##### SOURCE DOCUMENT
The anti-graft agency disclosed the development in a statement shared on its official X account on Monday.

According to the EFCC, Thompson was brought before Justice Maureen Adaobi on eight counts bordering on obtaining money by false pretence, linked to purported investments in mineral resources and a deep-sea port business.

What the EFCC is saying

In its statement, the EFCC said Thompson allegedly obtained funds from victims, including Tammy Jensen, Peter Jensen, Kenneth Blad, and others, between April and December 2024.

The commission said the defendant presented himself as an investment facilitator, persuading the victims to commit funds to mining and deep-sea port projects that were later found to be fictitious.

“The Economic and Financial Crimes Commission,  EFCC, Uyo Zonal Directorate on Thursday January 29, 2026, arraigned Victor Ekpong Thompson before  Justice Maureen Adaobi of the Federal High Court sitting in Uyo for allegedly defrauding some Americans the sum of $525. 276 (Five Hundred And Twenty Five Thousand, Two Hundred And Seventy Six United States Dollars),” the statement read in part.
##########
##### EXTRACTED INFORMATION
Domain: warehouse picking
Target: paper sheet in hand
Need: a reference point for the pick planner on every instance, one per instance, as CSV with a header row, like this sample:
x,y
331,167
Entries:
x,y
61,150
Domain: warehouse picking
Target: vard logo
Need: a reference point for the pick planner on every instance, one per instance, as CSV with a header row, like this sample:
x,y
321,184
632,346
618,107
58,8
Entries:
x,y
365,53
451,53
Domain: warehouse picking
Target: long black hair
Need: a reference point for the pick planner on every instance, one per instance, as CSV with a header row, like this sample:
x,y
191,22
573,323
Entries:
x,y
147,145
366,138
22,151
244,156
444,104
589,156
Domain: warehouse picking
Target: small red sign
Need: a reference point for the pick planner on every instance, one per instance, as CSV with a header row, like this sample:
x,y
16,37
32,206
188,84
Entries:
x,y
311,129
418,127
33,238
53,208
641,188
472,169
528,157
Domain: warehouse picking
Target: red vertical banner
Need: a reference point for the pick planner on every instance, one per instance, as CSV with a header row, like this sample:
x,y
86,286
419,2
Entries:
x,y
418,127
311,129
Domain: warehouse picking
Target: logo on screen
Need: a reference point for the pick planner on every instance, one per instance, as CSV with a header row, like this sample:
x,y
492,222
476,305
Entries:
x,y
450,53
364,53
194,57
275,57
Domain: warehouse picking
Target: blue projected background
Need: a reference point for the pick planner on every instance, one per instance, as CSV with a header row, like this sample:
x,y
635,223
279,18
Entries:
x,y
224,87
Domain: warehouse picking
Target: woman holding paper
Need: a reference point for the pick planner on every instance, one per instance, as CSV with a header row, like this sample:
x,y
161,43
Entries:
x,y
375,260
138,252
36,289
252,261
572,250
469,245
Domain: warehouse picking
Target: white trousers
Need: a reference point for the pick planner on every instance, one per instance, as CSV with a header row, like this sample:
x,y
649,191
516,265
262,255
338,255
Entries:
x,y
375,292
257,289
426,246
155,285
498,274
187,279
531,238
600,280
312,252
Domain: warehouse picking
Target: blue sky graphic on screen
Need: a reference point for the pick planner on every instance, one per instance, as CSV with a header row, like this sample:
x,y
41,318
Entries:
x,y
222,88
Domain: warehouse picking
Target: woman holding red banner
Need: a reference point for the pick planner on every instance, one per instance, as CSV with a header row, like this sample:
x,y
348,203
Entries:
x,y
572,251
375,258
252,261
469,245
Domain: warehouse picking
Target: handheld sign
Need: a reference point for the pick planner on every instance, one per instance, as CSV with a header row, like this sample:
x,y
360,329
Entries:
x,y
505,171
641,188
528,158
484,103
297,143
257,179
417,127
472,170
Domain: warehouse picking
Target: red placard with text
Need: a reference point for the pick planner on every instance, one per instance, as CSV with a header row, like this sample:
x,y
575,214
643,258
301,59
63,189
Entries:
##########
_GIVEN TASK 1_: List the names of the victims given in the article on the EFCC arraignment.
_GIVEN TASK 2_: Rewrite the part of the article on the EFCC arraignment that opens with the words containing "In its statement, the" and closes with "read in part.", putting "complainants" in place of "victims".

_TASK RESULT 1_: Tammy Jensen, Peter Jensen, Kenneth Blad

_TASK RESULT 2_:
In its statement, the EFCC said Thompson allegedly obtained funds from complainants, including Tammy Jensen, Peter Jensen, Kenneth Blad, and others, between April and December 2024.

The commission said the defendant presented himself as an investment facilitator, persuading the complainants to commit funds to mining and deep-sea port projects that were later found to be fictitious.

“The Economic and Financial Crimes Commission,  EFCC, Uyo Zonal Directorate on Thursday January 29, 2026, arraigned Victor Ekpong Thompson before  Justice Maureen Adaobi of the Federal High Court sitting in Uyo for allegedly defrauding some Americans the sum of $525. 276 (Five Hundred And Twenty Five Thousand, Two Hundred And Seventy Six United States Dollars),” the statement read in part.